### Records for this exercise ###
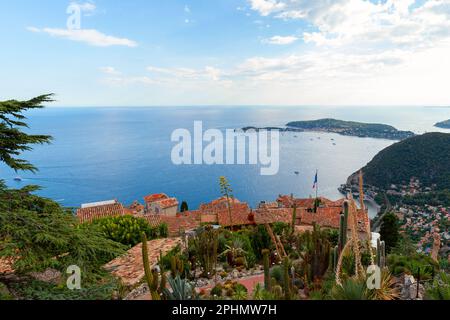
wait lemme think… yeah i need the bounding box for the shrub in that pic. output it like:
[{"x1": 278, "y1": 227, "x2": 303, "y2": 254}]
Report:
[
  {"x1": 250, "y1": 225, "x2": 272, "y2": 260},
  {"x1": 331, "y1": 277, "x2": 369, "y2": 300},
  {"x1": 232, "y1": 233, "x2": 256, "y2": 268},
  {"x1": 158, "y1": 223, "x2": 169, "y2": 238},
  {"x1": 270, "y1": 266, "x2": 283, "y2": 284},
  {"x1": 387, "y1": 253, "x2": 438, "y2": 280},
  {"x1": 210, "y1": 284, "x2": 223, "y2": 297},
  {"x1": 425, "y1": 272, "x2": 450, "y2": 300},
  {"x1": 93, "y1": 215, "x2": 162, "y2": 247},
  {"x1": 272, "y1": 222, "x2": 289, "y2": 236}
]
###
◆ Exercise brief
Each entry above should be reproduced exactly, with the pictures removed.

◆ Task response
wait lemme think… yeah i need the bounding box for the shrub in that pic. output it like:
[{"x1": 278, "y1": 227, "x2": 303, "y2": 254}]
Report:
[
  {"x1": 250, "y1": 225, "x2": 272, "y2": 260},
  {"x1": 331, "y1": 277, "x2": 369, "y2": 300},
  {"x1": 232, "y1": 233, "x2": 256, "y2": 268},
  {"x1": 158, "y1": 223, "x2": 169, "y2": 238},
  {"x1": 270, "y1": 266, "x2": 283, "y2": 284},
  {"x1": 387, "y1": 253, "x2": 438, "y2": 280},
  {"x1": 210, "y1": 284, "x2": 223, "y2": 297},
  {"x1": 425, "y1": 272, "x2": 450, "y2": 300},
  {"x1": 93, "y1": 215, "x2": 162, "y2": 247},
  {"x1": 272, "y1": 222, "x2": 289, "y2": 236}
]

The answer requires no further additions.